One thing history has taught us about the future is that it will always surprise us. William Gibson’s classic science fiction novel Neuromancer predicted the existence of cyberspace – but not the mobile phone, and even less the do-everything smartphone.
Children in Queensland schools now will be faced with a variety of exciting opportunities and daunting challenges. Some of these challenges are already on the horizon: climate change, energy, disease pandemics, population pressures, supply of clean water. The positives – apart from even smarter and smaller phones – are harder to predict. The promise of new technologies to improve health and extend life have almost doubled human lifespans in the past century, though – at least in developed countries. As William Gibson also said ‘The future is here, it’s just not evenly distributed’.
There will be surprises, too: perhaps a breakthrough in fusion energy that solves our energy problems almost overnight, perhaps a vaccine that means deaths from flu epidemics are a thing of the past… I could keep guessing, but the fact that there’ll be something I could never guess is kind of the point!

SUPPLIED ENTRIES:
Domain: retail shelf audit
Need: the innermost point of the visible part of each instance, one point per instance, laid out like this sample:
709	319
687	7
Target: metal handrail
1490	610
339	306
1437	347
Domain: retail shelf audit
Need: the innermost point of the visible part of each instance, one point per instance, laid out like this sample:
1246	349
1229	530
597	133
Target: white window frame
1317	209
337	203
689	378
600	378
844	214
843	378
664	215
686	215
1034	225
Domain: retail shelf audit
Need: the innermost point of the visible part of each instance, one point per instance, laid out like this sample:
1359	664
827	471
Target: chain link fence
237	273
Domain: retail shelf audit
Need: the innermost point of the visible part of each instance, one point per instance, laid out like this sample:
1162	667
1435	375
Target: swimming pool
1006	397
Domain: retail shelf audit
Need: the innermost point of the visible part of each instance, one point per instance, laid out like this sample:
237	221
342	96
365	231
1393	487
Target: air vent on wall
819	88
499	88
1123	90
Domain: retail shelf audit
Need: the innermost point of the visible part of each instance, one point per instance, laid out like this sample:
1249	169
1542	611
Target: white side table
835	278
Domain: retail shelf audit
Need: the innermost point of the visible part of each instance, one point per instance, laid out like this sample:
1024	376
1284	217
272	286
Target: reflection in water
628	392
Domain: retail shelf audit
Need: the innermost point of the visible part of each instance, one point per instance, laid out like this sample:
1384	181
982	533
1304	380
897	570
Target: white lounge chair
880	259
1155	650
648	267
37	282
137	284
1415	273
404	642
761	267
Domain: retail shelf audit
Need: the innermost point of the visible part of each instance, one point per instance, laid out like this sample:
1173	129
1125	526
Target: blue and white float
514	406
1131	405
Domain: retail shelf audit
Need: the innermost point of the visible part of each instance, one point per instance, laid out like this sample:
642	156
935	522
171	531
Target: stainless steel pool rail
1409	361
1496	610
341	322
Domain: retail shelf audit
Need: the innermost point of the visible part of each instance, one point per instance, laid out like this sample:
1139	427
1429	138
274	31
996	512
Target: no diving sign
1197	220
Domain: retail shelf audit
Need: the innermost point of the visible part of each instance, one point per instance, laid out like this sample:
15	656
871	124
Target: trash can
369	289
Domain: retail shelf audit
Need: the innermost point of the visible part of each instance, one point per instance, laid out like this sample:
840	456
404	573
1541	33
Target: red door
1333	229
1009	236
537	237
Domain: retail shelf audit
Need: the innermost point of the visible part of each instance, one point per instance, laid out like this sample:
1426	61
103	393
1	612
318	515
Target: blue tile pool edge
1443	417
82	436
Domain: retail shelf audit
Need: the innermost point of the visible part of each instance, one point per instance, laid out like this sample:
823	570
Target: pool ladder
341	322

EXERCISE:
In the passage on the future, what did the novel Neuromancer predict?

PROBLEM SOLUTION:
The existence of cyberspace.